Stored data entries
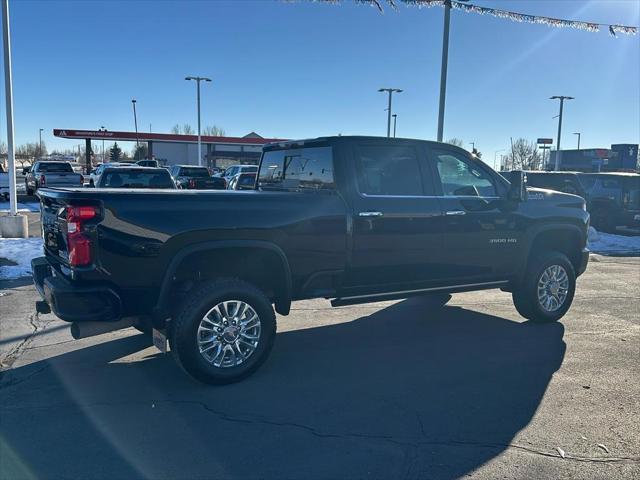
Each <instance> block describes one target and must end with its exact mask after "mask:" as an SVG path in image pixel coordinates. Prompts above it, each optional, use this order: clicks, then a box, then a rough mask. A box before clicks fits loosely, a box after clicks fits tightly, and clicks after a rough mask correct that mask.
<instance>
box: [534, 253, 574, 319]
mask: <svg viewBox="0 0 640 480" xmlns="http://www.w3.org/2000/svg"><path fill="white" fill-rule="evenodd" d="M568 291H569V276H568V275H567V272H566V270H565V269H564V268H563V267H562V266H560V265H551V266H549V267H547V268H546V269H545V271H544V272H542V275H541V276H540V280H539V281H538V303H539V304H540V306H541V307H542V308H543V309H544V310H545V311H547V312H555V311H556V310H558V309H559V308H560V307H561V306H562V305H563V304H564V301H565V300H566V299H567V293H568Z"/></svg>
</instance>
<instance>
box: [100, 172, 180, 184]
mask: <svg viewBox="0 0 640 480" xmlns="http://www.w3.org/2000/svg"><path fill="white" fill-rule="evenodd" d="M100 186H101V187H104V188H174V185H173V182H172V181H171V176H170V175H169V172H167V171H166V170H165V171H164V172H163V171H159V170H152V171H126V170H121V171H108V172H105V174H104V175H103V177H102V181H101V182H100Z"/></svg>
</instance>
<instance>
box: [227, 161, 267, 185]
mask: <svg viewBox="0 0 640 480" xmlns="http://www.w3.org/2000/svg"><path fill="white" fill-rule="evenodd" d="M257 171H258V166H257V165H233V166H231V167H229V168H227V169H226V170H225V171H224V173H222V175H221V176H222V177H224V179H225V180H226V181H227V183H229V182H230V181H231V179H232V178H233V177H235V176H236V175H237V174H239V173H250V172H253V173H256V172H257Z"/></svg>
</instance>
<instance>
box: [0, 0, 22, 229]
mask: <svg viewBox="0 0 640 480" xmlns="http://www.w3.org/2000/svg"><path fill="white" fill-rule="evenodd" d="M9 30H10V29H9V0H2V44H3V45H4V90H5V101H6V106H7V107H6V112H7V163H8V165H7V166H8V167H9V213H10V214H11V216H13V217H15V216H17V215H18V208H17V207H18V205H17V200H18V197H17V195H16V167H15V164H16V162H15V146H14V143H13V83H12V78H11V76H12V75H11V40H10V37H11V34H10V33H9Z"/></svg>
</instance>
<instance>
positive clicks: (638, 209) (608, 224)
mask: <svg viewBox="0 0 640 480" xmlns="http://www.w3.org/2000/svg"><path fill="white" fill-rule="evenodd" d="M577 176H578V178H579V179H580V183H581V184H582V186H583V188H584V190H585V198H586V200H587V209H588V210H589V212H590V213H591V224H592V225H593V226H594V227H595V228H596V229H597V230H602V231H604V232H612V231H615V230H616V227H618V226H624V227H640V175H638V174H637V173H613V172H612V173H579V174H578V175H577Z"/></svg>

**INSTRUCTIONS TO FOLLOW:** Write every line above again exactly, but leave the pictures out.

**ANSWER SPACE:**
Each <instance> block describes one target and must end with its exact mask after "mask:" as an SVG path in image pixel coordinates. Prompts above it, each optional, use this order: clicks, then a box, then a rough mask. A box before clicks fits loosely, a box after clicks fits tightly, and clicks after a rough mask correct that mask.
<instance>
box: [534, 253, 574, 319]
mask: <svg viewBox="0 0 640 480" xmlns="http://www.w3.org/2000/svg"><path fill="white" fill-rule="evenodd" d="M568 291H569V276H568V275H567V272H566V270H565V269H564V268H563V267H562V266H560V265H551V266H549V267H547V268H546V269H545V271H544V272H542V275H541V276H540V280H539V281H538V303H539V304H540V306H541V307H542V308H543V309H544V310H545V311H547V312H555V311H556V310H558V309H559V308H560V307H561V306H562V305H563V304H564V301H565V300H566V299H567V293H568Z"/></svg>
</instance>
<instance>
box: [100, 172, 180, 184]
mask: <svg viewBox="0 0 640 480" xmlns="http://www.w3.org/2000/svg"><path fill="white" fill-rule="evenodd" d="M100 186H101V187H104V188H174V185H173V182H172V181H171V176H170V175H169V172H167V171H166V170H165V171H164V172H163V171H159V170H152V171H126V170H121V171H108V172H105V174H104V175H103V177H102V181H101V182H100Z"/></svg>
</instance>
<instance>
box: [227, 161, 267, 185]
mask: <svg viewBox="0 0 640 480" xmlns="http://www.w3.org/2000/svg"><path fill="white" fill-rule="evenodd" d="M257 171H258V166H257V165H233V166H231V167H229V168H227V169H226V170H225V171H224V173H222V175H221V176H222V177H224V179H225V180H226V181H227V183H229V182H230V181H231V179H232V178H233V177H235V176H236V175H237V174H239V173H250V172H253V173H256V172H257Z"/></svg>
</instance>
<instance>
box: [0, 0, 22, 229]
mask: <svg viewBox="0 0 640 480" xmlns="http://www.w3.org/2000/svg"><path fill="white" fill-rule="evenodd" d="M9 30H10V29H9V0H2V44H3V45H4V90H5V101H6V106H7V107H6V112H7V163H8V165H7V166H8V167H9V213H10V214H11V216H13V217H15V216H17V215H18V208H17V207H18V205H17V200H18V197H17V195H16V167H15V164H16V162H15V146H14V143H13V83H12V78H11V76H12V75H11V40H10V37H11V34H10V33H9Z"/></svg>
</instance>
<instance>
positive clicks: (638, 209) (608, 224)
mask: <svg viewBox="0 0 640 480" xmlns="http://www.w3.org/2000/svg"><path fill="white" fill-rule="evenodd" d="M577 176H578V178H579V179H580V183H581V184H582V186H583V188H584V190H585V198H586V200H587V209H588V210H589V212H590V213H591V224H592V225H593V226H594V227H595V228H596V229H597V230H602V231H604V232H612V231H615V230H616V227H618V226H624V227H640V175H638V174H637V173H613V172H612V173H579V174H578V175H577Z"/></svg>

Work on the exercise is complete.